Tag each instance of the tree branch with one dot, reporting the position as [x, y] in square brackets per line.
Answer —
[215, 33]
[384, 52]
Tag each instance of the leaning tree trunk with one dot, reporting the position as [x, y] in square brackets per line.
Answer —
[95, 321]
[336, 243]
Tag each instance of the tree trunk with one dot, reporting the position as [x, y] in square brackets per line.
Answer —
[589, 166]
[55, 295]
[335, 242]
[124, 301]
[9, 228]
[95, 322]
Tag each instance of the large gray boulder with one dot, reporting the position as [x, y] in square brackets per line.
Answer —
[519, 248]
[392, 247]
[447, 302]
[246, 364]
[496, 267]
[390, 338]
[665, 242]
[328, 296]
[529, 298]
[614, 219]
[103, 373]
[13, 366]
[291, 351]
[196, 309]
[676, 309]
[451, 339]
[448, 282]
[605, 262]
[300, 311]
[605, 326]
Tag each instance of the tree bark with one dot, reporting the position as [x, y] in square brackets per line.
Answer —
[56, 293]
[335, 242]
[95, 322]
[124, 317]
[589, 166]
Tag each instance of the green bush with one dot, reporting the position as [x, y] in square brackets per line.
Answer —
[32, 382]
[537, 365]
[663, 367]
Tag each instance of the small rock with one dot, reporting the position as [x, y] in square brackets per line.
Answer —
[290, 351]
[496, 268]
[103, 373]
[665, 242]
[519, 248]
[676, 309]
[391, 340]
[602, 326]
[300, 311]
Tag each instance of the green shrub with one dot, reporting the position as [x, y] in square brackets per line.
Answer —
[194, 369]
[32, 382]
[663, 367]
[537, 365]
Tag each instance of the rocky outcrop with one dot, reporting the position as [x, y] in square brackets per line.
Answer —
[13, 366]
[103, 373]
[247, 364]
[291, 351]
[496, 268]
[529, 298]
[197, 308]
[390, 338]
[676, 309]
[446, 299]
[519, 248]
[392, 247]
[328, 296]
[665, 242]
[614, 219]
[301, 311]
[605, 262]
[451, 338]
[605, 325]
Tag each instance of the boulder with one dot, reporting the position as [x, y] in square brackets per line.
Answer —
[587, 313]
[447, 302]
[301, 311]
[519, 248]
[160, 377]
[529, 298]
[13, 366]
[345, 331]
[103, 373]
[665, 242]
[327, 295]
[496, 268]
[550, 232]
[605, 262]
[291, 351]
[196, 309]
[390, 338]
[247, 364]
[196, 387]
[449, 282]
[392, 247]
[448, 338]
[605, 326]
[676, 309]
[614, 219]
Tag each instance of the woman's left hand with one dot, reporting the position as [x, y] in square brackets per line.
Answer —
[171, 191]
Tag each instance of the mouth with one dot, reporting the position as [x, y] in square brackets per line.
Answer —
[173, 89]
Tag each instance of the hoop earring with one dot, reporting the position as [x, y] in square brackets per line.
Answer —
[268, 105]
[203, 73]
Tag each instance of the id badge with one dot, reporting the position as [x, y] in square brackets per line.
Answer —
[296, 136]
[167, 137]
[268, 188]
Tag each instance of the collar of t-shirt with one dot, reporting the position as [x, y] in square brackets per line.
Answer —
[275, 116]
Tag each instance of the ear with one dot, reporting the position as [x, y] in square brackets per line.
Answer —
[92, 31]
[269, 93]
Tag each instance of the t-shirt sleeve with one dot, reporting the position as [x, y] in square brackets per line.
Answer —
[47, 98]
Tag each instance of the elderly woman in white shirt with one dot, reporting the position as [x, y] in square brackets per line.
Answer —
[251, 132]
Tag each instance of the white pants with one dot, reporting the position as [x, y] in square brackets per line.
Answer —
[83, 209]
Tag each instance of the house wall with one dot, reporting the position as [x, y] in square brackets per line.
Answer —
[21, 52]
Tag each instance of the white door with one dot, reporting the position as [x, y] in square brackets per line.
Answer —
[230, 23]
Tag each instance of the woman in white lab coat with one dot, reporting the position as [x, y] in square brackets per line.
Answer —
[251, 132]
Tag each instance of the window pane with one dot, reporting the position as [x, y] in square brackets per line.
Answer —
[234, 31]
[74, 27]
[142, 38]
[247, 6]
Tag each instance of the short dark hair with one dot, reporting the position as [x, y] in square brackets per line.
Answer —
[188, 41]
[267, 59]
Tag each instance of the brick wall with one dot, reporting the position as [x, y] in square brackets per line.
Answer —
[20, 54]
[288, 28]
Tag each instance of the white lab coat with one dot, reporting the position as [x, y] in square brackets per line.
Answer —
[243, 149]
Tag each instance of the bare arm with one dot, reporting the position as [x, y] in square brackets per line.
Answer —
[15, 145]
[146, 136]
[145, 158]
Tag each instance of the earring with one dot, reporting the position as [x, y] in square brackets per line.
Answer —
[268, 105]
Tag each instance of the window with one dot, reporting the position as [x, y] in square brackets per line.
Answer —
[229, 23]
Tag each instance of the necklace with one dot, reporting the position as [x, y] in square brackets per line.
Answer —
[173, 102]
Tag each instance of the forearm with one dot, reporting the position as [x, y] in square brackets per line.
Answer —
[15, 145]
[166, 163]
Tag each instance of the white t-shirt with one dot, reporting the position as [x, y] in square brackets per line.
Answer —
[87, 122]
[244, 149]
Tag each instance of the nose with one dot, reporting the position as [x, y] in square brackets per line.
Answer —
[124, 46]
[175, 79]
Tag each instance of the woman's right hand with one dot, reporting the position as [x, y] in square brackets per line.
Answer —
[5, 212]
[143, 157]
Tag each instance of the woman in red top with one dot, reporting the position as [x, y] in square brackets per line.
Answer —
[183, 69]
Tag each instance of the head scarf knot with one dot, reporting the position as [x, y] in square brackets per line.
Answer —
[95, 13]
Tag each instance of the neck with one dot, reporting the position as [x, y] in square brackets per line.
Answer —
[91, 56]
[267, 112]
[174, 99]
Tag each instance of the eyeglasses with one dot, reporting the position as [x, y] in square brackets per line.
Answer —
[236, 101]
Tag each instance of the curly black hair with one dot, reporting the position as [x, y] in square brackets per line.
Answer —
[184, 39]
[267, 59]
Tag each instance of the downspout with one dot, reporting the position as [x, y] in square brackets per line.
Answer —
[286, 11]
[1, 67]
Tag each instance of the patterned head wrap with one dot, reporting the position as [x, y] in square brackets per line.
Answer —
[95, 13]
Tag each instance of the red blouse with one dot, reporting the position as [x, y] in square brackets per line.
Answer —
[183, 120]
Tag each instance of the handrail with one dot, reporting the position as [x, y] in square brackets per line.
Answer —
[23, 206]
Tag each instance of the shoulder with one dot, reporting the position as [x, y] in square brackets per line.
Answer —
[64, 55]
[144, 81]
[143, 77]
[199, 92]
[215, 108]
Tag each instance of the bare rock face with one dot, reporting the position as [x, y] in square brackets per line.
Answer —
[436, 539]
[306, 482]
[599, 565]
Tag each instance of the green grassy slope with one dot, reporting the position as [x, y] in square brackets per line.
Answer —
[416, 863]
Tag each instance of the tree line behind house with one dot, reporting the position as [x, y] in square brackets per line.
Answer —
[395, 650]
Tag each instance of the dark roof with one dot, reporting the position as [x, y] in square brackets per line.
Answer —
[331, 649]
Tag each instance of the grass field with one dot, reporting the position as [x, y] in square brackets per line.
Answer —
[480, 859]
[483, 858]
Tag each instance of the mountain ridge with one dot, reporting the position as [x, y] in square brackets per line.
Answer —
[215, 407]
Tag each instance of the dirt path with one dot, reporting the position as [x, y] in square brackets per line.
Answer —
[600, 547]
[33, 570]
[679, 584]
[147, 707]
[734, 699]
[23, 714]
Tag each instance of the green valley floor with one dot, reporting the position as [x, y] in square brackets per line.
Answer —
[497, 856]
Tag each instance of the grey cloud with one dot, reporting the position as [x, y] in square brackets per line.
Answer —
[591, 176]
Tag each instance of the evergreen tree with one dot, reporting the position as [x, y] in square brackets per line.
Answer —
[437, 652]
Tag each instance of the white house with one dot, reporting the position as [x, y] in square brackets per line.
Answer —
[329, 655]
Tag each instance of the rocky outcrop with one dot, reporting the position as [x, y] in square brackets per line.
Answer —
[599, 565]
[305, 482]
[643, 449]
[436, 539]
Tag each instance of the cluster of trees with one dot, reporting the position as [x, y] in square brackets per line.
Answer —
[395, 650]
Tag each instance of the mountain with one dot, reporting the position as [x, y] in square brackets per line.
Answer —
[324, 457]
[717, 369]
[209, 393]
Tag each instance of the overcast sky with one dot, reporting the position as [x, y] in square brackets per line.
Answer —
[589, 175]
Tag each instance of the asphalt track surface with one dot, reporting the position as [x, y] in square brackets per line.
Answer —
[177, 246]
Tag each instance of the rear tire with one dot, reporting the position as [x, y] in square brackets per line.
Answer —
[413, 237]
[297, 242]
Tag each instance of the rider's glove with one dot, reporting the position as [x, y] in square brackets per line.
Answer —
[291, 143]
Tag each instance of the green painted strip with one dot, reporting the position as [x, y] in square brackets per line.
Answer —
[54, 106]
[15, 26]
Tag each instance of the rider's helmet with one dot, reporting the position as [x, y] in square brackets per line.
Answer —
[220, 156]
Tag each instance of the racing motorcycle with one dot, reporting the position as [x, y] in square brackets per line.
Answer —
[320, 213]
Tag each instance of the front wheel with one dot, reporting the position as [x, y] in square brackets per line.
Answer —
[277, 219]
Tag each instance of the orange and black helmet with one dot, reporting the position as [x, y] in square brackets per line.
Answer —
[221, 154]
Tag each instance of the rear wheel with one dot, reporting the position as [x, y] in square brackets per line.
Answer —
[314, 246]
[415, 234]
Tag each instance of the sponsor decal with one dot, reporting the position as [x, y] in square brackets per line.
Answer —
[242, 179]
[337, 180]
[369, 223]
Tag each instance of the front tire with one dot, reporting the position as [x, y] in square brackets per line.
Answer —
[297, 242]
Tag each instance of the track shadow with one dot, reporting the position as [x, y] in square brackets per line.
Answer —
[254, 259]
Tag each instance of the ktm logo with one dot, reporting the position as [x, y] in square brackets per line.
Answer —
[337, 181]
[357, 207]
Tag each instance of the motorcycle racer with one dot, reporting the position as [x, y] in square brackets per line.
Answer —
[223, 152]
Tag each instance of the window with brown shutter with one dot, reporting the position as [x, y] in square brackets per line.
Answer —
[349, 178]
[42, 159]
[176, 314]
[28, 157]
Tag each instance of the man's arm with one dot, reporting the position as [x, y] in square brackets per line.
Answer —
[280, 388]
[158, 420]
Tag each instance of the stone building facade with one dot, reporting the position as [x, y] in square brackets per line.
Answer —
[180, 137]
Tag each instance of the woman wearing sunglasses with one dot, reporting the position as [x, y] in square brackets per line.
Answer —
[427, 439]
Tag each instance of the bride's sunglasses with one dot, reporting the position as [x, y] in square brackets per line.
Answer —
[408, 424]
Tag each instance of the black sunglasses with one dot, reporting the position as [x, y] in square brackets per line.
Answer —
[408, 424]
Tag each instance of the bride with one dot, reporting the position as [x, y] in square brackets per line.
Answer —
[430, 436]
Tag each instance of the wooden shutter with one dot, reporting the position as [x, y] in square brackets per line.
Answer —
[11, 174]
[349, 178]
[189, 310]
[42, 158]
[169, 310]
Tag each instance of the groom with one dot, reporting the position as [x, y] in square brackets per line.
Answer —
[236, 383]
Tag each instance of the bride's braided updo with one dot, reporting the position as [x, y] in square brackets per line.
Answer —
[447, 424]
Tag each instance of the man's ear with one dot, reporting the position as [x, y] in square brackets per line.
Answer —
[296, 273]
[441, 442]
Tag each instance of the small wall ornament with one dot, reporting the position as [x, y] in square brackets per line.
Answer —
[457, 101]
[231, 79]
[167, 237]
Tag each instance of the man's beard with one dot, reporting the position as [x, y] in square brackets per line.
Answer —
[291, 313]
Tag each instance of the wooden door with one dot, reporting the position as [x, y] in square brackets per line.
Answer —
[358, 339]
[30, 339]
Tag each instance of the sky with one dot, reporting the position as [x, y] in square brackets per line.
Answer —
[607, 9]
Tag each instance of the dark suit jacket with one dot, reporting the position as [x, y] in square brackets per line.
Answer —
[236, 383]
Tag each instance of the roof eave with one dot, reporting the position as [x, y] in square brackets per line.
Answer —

○ ○ ○ ○

# Exercise requirements:
Using the listing above, show each line holding the string "black".

# Written solution:
Tag each instance of the curly black hair with one dot, reporting the position as [x, y] in square brackets per line.
Tag each instance of the orange and black helmet with one dot, reporting the position as [x, y] in square brackets per line.
Tag each instance of the black sunglasses with one dot, reporting the position as [x, y] in square brackets per line.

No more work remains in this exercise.